◆ AIM OF THE EXERCISE: The answer must be one number: the count of lines in the data below that include "window".

◆ MATERIAL FOR THIS EXERCISE:
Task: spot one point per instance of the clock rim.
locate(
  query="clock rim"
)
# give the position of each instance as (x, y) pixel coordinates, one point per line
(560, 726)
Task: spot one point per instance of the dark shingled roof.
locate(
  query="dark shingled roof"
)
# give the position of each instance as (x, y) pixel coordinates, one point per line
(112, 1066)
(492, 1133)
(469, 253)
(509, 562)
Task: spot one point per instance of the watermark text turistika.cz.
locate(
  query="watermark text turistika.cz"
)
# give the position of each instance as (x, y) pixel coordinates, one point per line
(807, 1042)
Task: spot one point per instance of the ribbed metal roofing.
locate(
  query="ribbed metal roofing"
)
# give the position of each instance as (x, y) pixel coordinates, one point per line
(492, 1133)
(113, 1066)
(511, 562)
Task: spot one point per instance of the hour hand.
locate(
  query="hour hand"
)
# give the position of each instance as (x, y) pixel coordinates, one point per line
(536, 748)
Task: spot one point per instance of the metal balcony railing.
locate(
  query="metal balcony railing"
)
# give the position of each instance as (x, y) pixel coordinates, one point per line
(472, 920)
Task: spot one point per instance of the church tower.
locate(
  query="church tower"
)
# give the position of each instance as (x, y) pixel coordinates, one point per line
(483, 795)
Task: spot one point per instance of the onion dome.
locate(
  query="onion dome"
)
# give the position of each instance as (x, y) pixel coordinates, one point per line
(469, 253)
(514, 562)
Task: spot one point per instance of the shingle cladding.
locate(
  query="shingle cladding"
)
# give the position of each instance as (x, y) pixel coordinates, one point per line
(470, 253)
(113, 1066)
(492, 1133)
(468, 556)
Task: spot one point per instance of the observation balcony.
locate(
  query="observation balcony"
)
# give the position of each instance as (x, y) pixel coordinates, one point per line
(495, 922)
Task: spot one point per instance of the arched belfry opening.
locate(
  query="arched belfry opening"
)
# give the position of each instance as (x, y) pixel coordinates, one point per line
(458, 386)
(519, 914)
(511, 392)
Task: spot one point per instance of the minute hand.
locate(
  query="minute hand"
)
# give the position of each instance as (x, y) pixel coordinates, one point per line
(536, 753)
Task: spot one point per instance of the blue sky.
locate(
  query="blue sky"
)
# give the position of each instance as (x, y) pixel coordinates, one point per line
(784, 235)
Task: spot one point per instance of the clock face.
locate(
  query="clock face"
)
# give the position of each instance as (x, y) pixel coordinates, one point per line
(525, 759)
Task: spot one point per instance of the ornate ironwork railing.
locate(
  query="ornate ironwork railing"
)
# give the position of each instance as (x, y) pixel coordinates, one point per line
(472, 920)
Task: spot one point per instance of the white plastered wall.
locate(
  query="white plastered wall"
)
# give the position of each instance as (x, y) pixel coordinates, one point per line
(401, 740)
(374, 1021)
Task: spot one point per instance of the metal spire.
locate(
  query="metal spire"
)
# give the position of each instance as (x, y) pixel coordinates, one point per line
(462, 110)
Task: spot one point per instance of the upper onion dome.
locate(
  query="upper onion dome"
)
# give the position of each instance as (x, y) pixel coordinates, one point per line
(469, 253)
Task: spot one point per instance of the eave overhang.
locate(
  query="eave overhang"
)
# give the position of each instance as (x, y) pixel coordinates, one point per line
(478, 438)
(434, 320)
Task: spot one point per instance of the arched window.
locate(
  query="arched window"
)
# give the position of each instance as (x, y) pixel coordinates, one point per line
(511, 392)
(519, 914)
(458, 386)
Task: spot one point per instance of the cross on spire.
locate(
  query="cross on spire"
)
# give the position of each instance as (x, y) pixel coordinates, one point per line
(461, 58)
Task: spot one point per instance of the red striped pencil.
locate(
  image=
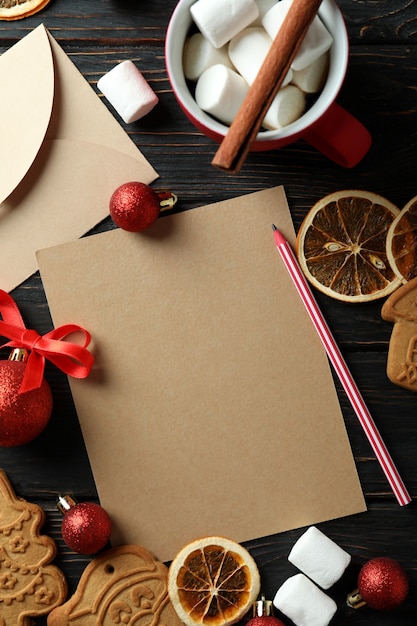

◆ THE COMPLETED TASK: 2